* **Input rows**
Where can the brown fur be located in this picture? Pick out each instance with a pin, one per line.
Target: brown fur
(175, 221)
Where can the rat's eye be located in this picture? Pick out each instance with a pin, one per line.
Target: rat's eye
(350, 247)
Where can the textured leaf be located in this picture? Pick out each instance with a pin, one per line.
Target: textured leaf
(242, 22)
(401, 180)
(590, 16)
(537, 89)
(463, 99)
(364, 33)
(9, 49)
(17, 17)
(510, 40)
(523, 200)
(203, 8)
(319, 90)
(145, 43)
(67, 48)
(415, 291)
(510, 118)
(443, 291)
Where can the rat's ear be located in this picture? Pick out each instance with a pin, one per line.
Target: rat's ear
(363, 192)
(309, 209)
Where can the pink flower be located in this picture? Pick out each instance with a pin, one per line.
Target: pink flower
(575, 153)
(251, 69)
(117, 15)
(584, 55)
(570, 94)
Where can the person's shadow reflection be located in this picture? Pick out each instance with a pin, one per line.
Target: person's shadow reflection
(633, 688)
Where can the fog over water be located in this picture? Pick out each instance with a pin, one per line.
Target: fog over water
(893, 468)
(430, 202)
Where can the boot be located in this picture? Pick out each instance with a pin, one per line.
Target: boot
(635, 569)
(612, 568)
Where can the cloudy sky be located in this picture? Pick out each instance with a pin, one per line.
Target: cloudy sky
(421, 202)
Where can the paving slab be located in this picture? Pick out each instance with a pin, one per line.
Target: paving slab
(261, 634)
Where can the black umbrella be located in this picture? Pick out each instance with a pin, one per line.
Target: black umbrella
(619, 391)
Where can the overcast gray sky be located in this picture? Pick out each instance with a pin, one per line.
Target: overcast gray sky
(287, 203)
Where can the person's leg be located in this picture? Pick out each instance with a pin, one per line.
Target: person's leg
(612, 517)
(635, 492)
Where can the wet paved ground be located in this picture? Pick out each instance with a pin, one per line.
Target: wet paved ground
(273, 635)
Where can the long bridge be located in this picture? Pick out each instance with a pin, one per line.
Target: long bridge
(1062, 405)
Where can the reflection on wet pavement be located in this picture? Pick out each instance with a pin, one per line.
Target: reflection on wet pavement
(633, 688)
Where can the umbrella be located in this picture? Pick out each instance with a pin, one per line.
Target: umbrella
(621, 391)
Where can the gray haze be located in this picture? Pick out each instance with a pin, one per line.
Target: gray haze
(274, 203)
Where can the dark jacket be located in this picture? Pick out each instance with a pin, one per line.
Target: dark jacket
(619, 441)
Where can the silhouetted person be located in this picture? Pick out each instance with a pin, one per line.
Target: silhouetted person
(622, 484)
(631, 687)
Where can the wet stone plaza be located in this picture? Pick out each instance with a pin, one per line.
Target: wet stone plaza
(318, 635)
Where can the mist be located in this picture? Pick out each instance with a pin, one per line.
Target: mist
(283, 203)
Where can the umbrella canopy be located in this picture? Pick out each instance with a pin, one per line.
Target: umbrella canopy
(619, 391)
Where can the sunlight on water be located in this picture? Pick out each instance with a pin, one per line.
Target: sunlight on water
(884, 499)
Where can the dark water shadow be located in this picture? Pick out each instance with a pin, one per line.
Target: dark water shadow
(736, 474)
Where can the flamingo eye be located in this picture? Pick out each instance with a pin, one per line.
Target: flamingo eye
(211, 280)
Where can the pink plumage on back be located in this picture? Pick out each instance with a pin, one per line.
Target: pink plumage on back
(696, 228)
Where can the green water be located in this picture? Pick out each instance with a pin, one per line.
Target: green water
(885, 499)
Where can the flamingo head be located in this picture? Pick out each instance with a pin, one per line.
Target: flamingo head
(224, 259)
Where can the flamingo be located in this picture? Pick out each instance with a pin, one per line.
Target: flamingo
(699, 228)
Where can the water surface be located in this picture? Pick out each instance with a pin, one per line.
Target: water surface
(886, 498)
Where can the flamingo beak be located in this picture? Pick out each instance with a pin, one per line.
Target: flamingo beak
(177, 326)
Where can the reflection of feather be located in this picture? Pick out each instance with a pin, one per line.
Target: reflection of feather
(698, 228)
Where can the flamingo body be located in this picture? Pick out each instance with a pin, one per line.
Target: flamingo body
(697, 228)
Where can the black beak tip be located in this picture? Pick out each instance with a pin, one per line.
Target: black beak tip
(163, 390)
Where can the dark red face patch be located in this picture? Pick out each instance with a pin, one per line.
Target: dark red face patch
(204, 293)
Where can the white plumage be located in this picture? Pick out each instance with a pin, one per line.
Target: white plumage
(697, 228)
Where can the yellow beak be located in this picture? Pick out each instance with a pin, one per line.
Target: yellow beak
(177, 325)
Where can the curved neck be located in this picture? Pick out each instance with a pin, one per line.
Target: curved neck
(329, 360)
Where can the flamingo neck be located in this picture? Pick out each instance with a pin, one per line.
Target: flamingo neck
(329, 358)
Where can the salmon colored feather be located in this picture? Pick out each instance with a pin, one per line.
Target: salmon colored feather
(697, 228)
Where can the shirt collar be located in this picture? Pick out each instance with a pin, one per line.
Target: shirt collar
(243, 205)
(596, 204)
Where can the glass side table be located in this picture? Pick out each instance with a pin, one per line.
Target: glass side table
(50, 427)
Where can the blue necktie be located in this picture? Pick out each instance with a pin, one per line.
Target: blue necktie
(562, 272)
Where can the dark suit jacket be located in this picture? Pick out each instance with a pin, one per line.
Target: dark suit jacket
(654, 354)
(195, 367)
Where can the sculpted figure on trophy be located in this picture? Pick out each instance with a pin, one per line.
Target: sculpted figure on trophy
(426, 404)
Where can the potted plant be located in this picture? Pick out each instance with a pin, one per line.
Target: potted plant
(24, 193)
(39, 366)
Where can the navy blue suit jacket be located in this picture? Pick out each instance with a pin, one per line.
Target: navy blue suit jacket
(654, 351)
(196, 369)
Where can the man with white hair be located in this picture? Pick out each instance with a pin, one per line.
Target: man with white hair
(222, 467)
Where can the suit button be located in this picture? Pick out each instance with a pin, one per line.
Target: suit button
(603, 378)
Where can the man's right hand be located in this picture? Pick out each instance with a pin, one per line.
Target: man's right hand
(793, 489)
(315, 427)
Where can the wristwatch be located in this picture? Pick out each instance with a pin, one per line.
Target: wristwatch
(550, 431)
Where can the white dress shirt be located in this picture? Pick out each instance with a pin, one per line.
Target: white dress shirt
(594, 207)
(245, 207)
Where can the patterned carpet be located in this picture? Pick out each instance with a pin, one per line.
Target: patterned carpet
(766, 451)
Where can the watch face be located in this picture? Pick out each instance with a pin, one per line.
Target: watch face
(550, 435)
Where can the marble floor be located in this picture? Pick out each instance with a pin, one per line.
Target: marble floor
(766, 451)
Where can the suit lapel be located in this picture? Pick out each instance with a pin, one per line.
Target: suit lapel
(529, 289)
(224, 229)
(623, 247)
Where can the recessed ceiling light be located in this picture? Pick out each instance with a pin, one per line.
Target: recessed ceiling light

* **Problem requirements**
Format every line of the material above as a numbered list, leaving out any blank lines.

* **Answer for this exercise**
1. Where can the brown fur be located in this picture? Pick out each instance with a pin, one per line.
2. Target: brown fur
3. (175, 221)
4. Where can the rat's eye be located in this picture? Pick out each instance with a pin, one per line.
5. Target: rat's eye
6. (350, 247)
7. Where can the textured leaf be located in this picture? Pick out each instance with a pin, one per line.
8. Target: textured leaf
9. (242, 22)
10. (401, 180)
11. (590, 16)
12. (537, 89)
13. (463, 99)
14. (364, 33)
15. (9, 49)
16. (17, 17)
17. (510, 40)
18. (523, 200)
19. (203, 8)
20. (319, 90)
21. (145, 43)
22. (67, 48)
23. (415, 291)
24. (510, 118)
25. (443, 291)
26. Where can the rat's ear be located in this picture? Pick out each instance with a pin, one per line.
27. Target: rat's ear
28. (363, 192)
29. (309, 209)
30. Where can the pink flower be located in this picture? Pick out each instance with a pin, one per line.
31. Target: pink flower
32. (575, 153)
33. (251, 69)
34. (117, 15)
35. (584, 55)
36. (570, 94)
37. Where can the person's shadow reflection be located in this picture? Pick out each instance with a pin, one per line.
38. Target: person's shadow reflection
39. (633, 688)
40. Where can the fog over water be located in this picture? Pick out each instance with a pin, one per line.
41. Target: fog over water
42. (893, 468)
43. (430, 202)
44. Where can the boot be located in this picture? Pick out each instance with a pin, one per line.
45. Target: boot
46. (635, 569)
47. (612, 568)
48. Where can the cloudy sky be located in this picture? Pick out each instance with a pin, one per line.
49. Target: cloudy sky
50. (421, 202)
51. Where can the paving slab be located in this picture? Pick out each instance with a pin, one per line.
52. Target: paving slab
53. (261, 634)
54. Where can the black umbrella be located in this picture? Pick out each instance with a pin, one per line.
55. Target: black umbrella
56. (619, 391)
57. Where can the overcast gray sky be located in this picture? Pick out each instance with a pin, one per line.
58. Target: overcast gray sky
59. (287, 203)
60. Where can the person's leg be located in this picture? Pick out each instance with a pin, one per line.
61. Target: person's leg
62. (612, 517)
63. (635, 492)
64. Where can the wet paved ground be located in this picture? Pick out each instance with a pin, one per line.
65. Target: wet paved ground
66. (273, 635)
67. Where can the long bridge be located in this picture? Pick out each instance with a pin, one per line.
68. Target: long bridge
69. (1062, 405)
70. Where can the reflection on wet pavement be located in this picture? Pick out each instance with a pin, one per line.
71. Target: reflection on wet pavement
72. (633, 688)
73. Where can the umbrella be located in this picture? Pick out each instance with a pin, one per line.
74. Target: umbrella
75. (621, 391)
76. Where can the gray haze be located in this picture? Pick out each instance with a pin, one per line.
77. Target: gray haze
78. (274, 203)
79. Where can the dark jacket be located in this picture? Pick out each instance with a pin, one per line.
80. Target: dark jacket
81. (619, 441)
82. Where can the silhouetted person be located in this picture? Pick out each instance with a pin, one per line.
83. Target: silhouetted person
84. (622, 484)
85. (631, 687)
86. Where can the wet stone plaza be located in this picture? Pick out each instance with a pin, one per line.
87. Target: wet stone plaza
88. (318, 635)
89. Where can the mist be located in this picture? Pick out each instance with a pin, one per line.
90. Target: mist
91. (283, 203)
92. Where can the umbrella canopy be located in this picture? Pick out each instance with a pin, one per line.
93. Target: umbrella canopy
94. (619, 391)
95. Where can the sunlight on water be located in this picture? Pick out each instance with a pin, one per line.
96. Target: sunlight on water
97. (884, 499)
98. Where can the dark water shadow be located in this picture? Pick out each instance with a pin, one per line.
99. Target: dark water shadow
100. (736, 474)
101. Where can the flamingo eye be located in this picture? Pick out each instance with a pin, one per line.
102. Target: flamingo eye
103. (211, 280)
104. Where can the pink plumage on back be located in this picture? Pick out each instance with a pin, one per line.
105. Target: pink plumage on back
106. (696, 228)
107. Where can the green water be located in this picture? Pick out each instance with a pin, one per line.
108. Target: green water
109. (885, 499)
110. Where can the flamingo head be located in this picture? Pick out each instance with a pin, one per line.
111. Target: flamingo head
112. (224, 259)
113. Where can the flamingo be located in this picture? Pick out each instance with a pin, one per line.
114. Target: flamingo
115. (699, 228)
116. Where can the water surface be located in this picture? Pick out each instance with a pin, one per line.
117. Target: water surface
118. (886, 498)
119. Where can the flamingo beak be located in this picture? Pick out each instance with a pin, one per line.
120. Target: flamingo beak
121. (177, 326)
122. Where can the reflection of feather be located in this picture? Pick out each instance with a pin, one per line.
123. Target: reflection of feather
124. (698, 228)
125. Where can the flamingo body be located in this picture? Pick out each instance with a pin, one per line.
126. Target: flamingo body
127. (697, 228)
128. Where can the black beak tip be located in this picture? Pick out each instance with a pin, one per line.
129. Target: black beak tip
130. (163, 390)
131. Where can the dark red face patch be located in this picture? Pick out each instance with a pin, one per line.
132. Target: dark red face patch
133. (204, 293)
134. Where can the white plumage be located in this picture? Pick out each instance with a pin, one per line.
135. Target: white plumage
136. (697, 228)
137. Where can the yellow beak be located in this picture? Pick out each instance with a pin, one per line.
138. Target: yellow beak
139. (177, 325)
140. Where can the curved neck be located in this picture? Pick out each instance with a pin, one per line.
141. Target: curved neck
142. (329, 360)
143. Where can the flamingo neck be located in this picture? Pick out each instance with a pin, one per line.
144. Target: flamingo neck
145. (329, 358)
146. Where can the salmon colored feather be located in this picture? Pick out each instance with a pin, one per line.
147. Target: salmon colored feather
148. (697, 228)
149. Where can the shirt collar be located in this picture? Pick out each instance with a pin, one per line.
150. Target: shirt collar
151. (243, 205)
152. (596, 204)
153. Where can the glass side table be located in this picture? Pick out each instance with a pin, one per line.
154. Target: glass side table
155. (50, 427)
156. Where can the blue necktie be located in this picture? Pick out each instance with a pin, one per line.
157. Target: blue necktie
158. (562, 272)
159. Where can the dark suit jacket be located in this picture? Pick out each instance with a pin, one per line.
160. Target: dark suit jacket
161. (654, 354)
162. (195, 367)
163. Where can the sculpted figure on trophy be located in this picture? Pick out each instance with a pin, one per line.
164. Target: sculpted figure on trophy
165. (426, 404)
166. Where can the potted plant be located in this picture? Pick out each instance with a pin, one per line.
167. Target: potted plant
168. (24, 193)
169. (39, 366)
170. Where can the navy blue suit jacket be located in this picture? Pick out each instance with a pin, one per line.
171. Target: navy blue suit jacket
172. (654, 351)
173. (196, 369)
174. Where can the man with white hair be located in this picture? Pick out each instance with a pin, one per line.
175. Target: man with white hair
176. (222, 467)
177. Where can the suit button be located in this picture? Pick out each instance with a pin, one per line.
178. Target: suit button
179. (603, 378)
180. Where can the man's right hand be located in this picture? Pick out each instance with a pin, one per line.
181. Target: man's right hand
182. (793, 489)
183. (315, 427)
184. Where can the wristwatch be located in this picture? Pick out each instance with a pin, one per line.
185. Target: wristwatch
186. (550, 431)
187. Where can the white dress shirt be located in this picture? Pick out each instance with a pin, one per line.
188. Target: white dress shirt
189. (594, 207)
190. (245, 207)
191. Where can the patterned carpet be located in this picture? Pick out each instance with a pin, one per line.
192. Target: patterned carpet
193. (766, 451)
194. Where can the watch face be located in this picture? Pick out each instance with a pin, one per line.
195. Target: watch face
196. (550, 435)
197. Where can the marble floor be located in this picture? Pick out each instance with a pin, one per line.
198. Target: marble floor
199. (766, 451)
200. Where can the suit lapel be located in this picture? Pick out each instance with a pin, one per line.
201. Target: suit lapel
202. (529, 289)
203. (224, 229)
204. (623, 247)
205. Where can the recessed ceiling light be located in this picture? Pick out each instance with a pin, one per line.
206. Target: recessed ceiling light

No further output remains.